WHAT YOU NEED TO DO ::
Extract each line of the rows below that contains the string "tree".

(Records from a data source)
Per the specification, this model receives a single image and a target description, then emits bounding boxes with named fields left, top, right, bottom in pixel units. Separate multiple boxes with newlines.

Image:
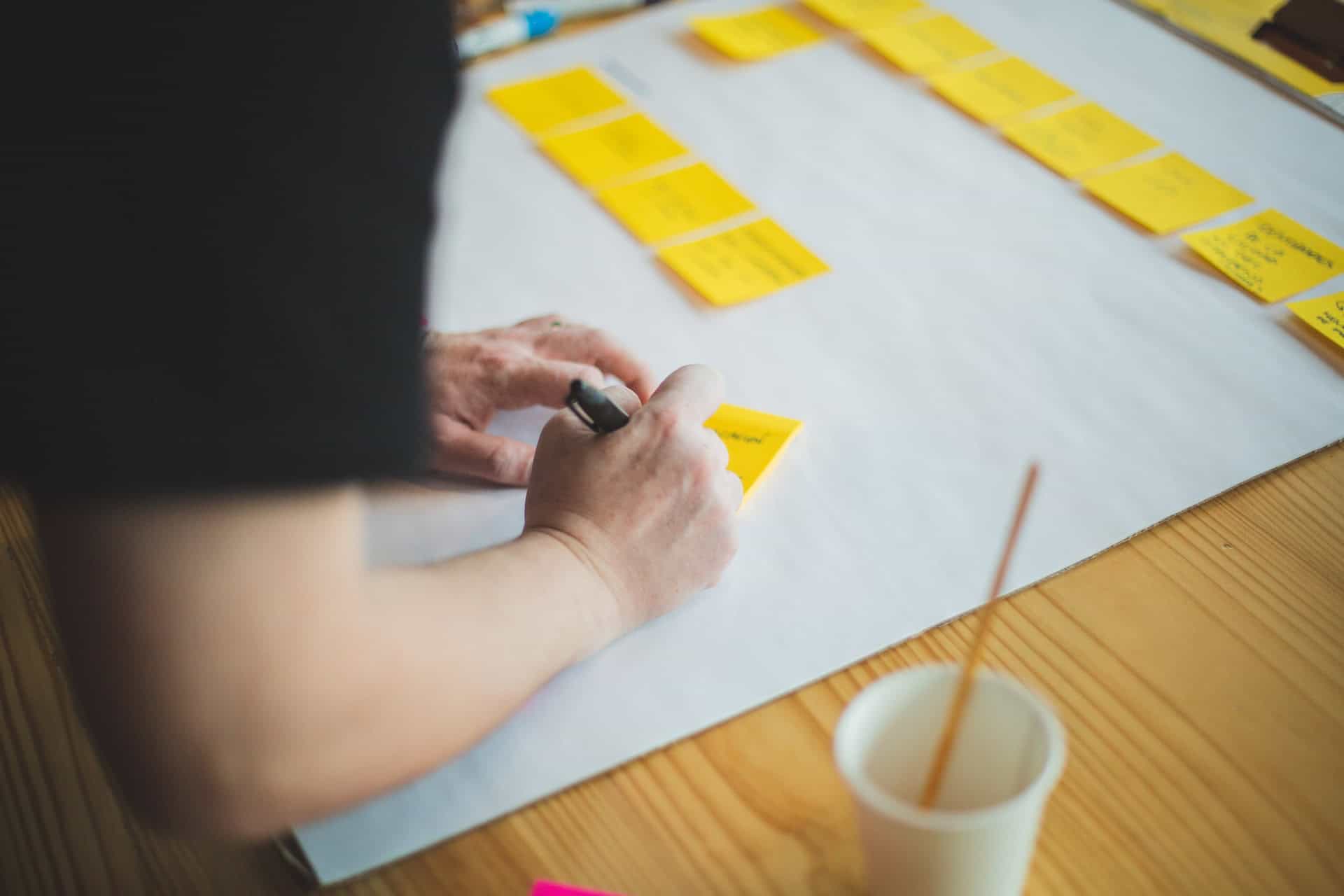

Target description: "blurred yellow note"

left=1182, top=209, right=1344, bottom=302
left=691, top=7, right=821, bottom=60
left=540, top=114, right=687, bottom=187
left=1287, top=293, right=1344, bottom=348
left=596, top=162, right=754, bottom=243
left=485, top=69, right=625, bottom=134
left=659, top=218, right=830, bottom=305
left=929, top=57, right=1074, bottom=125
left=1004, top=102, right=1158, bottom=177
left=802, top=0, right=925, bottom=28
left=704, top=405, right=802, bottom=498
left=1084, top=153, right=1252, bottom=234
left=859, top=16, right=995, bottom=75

* * *

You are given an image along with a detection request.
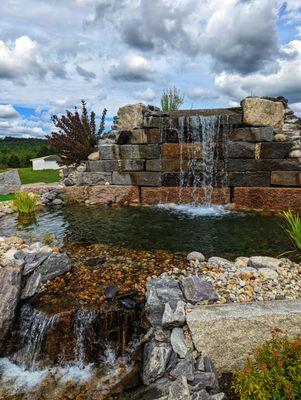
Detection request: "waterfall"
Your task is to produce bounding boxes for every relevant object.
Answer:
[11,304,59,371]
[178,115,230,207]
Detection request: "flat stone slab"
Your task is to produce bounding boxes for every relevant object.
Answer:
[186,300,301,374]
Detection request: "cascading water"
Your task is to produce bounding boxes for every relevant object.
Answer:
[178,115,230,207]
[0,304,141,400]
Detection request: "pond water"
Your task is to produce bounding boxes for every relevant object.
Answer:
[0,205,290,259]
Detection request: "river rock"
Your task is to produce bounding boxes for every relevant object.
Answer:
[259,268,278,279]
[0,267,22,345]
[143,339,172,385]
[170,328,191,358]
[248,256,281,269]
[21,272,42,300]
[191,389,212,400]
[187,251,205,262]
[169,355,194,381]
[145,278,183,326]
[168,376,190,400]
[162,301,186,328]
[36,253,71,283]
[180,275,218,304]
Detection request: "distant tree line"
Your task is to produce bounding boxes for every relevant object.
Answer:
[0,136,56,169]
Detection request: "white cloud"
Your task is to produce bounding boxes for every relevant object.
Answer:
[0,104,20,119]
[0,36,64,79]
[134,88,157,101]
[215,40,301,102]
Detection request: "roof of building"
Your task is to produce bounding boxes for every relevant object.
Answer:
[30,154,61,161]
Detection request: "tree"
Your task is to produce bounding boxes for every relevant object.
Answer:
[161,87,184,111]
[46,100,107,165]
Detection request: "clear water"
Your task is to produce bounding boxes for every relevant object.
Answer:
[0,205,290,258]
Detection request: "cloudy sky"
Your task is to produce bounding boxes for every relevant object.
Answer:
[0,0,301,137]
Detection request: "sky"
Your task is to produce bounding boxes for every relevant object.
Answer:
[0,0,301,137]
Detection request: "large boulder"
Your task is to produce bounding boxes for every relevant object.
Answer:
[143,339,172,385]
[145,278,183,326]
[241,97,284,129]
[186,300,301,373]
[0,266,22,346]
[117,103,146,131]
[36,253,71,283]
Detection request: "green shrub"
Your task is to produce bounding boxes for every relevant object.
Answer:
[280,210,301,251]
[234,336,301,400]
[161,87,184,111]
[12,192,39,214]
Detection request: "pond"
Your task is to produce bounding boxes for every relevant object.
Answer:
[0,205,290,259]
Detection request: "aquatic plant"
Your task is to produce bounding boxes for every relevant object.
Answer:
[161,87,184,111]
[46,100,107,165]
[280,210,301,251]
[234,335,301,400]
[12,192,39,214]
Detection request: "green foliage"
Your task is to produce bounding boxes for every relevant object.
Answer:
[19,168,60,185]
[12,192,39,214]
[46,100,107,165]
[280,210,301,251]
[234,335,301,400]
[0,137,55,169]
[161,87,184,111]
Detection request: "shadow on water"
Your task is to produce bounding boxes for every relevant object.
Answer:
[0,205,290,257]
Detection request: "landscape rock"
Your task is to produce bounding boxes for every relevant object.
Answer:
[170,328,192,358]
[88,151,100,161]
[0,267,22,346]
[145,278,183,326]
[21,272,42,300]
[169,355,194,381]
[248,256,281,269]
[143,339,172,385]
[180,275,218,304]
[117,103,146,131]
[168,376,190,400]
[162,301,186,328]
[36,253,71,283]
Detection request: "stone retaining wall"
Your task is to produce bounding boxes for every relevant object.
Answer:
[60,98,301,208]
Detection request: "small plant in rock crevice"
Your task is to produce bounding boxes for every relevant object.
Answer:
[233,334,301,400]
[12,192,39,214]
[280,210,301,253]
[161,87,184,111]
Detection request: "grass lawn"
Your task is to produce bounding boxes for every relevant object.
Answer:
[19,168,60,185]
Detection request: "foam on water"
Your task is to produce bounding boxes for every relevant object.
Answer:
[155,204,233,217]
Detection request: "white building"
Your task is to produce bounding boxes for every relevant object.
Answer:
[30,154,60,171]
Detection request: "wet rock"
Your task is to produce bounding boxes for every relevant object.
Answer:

...

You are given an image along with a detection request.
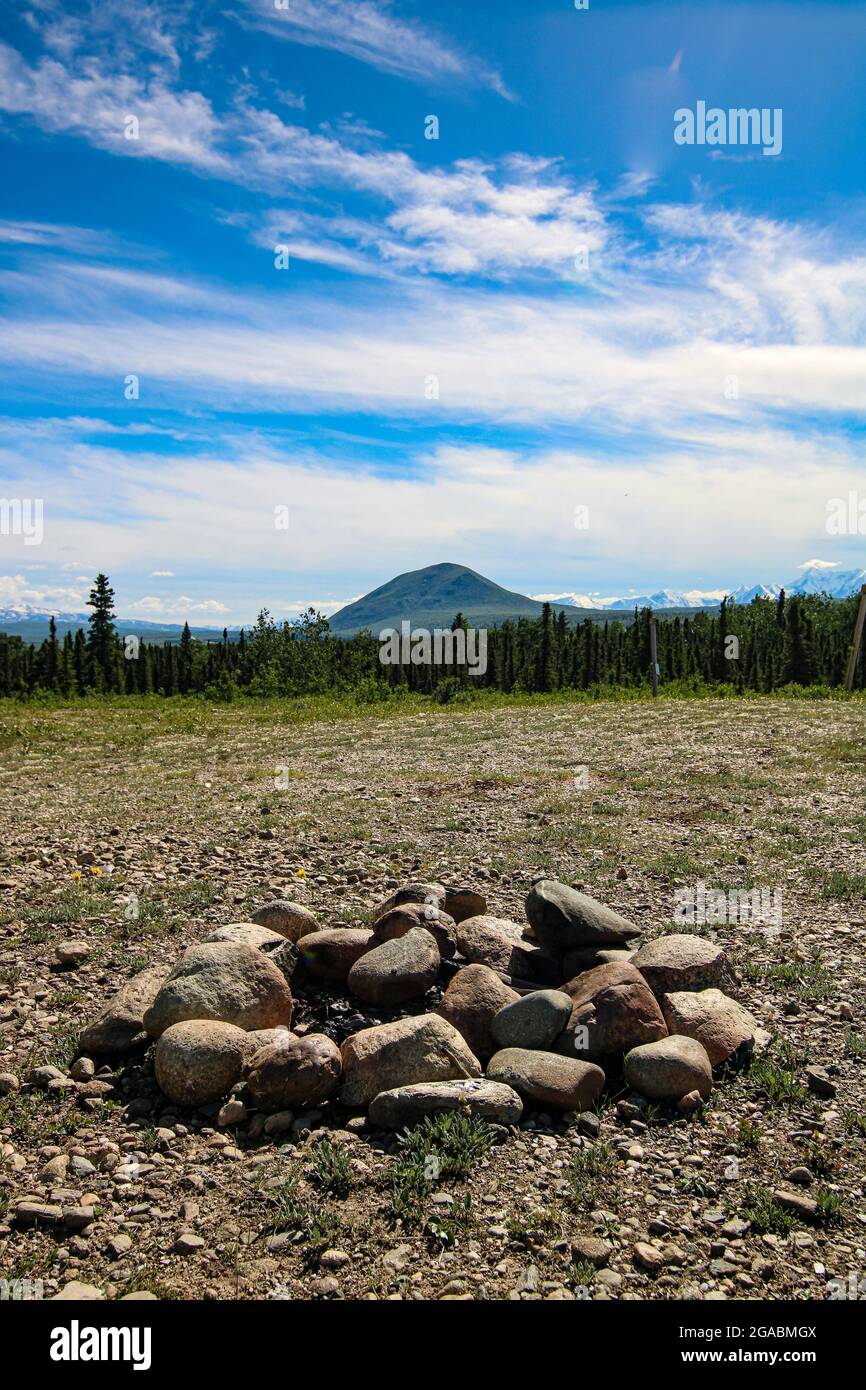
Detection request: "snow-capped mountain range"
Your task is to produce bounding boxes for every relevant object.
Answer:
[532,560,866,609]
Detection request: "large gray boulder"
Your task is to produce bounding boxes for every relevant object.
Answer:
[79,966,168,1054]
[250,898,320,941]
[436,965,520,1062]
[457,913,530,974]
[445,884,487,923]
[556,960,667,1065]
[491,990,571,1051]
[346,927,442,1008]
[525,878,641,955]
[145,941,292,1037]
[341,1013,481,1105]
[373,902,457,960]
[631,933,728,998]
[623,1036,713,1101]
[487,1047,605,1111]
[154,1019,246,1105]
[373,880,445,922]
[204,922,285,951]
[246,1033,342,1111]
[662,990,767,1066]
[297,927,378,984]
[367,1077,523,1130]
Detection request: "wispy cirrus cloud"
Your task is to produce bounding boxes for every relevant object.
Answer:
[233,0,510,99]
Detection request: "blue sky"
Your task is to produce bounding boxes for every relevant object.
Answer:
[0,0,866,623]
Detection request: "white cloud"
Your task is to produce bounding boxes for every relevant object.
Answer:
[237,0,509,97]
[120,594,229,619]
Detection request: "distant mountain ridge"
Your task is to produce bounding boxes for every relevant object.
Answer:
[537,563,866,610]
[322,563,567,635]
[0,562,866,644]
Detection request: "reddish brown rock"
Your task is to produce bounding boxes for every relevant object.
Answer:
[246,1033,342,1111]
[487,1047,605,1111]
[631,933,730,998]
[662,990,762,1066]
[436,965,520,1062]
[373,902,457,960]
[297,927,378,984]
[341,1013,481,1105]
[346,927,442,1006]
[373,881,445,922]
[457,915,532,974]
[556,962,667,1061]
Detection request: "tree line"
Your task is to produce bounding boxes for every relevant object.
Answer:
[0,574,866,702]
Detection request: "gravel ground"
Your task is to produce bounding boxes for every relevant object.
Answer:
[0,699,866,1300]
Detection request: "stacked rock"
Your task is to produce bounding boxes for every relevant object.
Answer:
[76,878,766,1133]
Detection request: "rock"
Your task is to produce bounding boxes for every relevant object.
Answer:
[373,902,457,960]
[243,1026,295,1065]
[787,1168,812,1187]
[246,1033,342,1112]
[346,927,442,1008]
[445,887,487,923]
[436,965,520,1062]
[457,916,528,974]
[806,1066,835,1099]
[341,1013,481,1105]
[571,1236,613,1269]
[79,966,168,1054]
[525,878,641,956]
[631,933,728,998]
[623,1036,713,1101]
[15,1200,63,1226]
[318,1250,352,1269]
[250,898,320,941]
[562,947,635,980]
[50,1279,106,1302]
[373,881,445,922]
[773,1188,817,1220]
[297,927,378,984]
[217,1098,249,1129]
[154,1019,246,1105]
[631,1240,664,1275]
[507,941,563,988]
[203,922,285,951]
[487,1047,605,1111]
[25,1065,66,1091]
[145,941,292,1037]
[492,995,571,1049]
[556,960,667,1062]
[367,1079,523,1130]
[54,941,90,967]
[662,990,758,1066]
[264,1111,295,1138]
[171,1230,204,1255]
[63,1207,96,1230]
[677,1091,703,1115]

ANSWER FOR THIS EXERCISE ::
Detection request: "distant tree line"
Detection request: "tree"
Detection request: "tree line"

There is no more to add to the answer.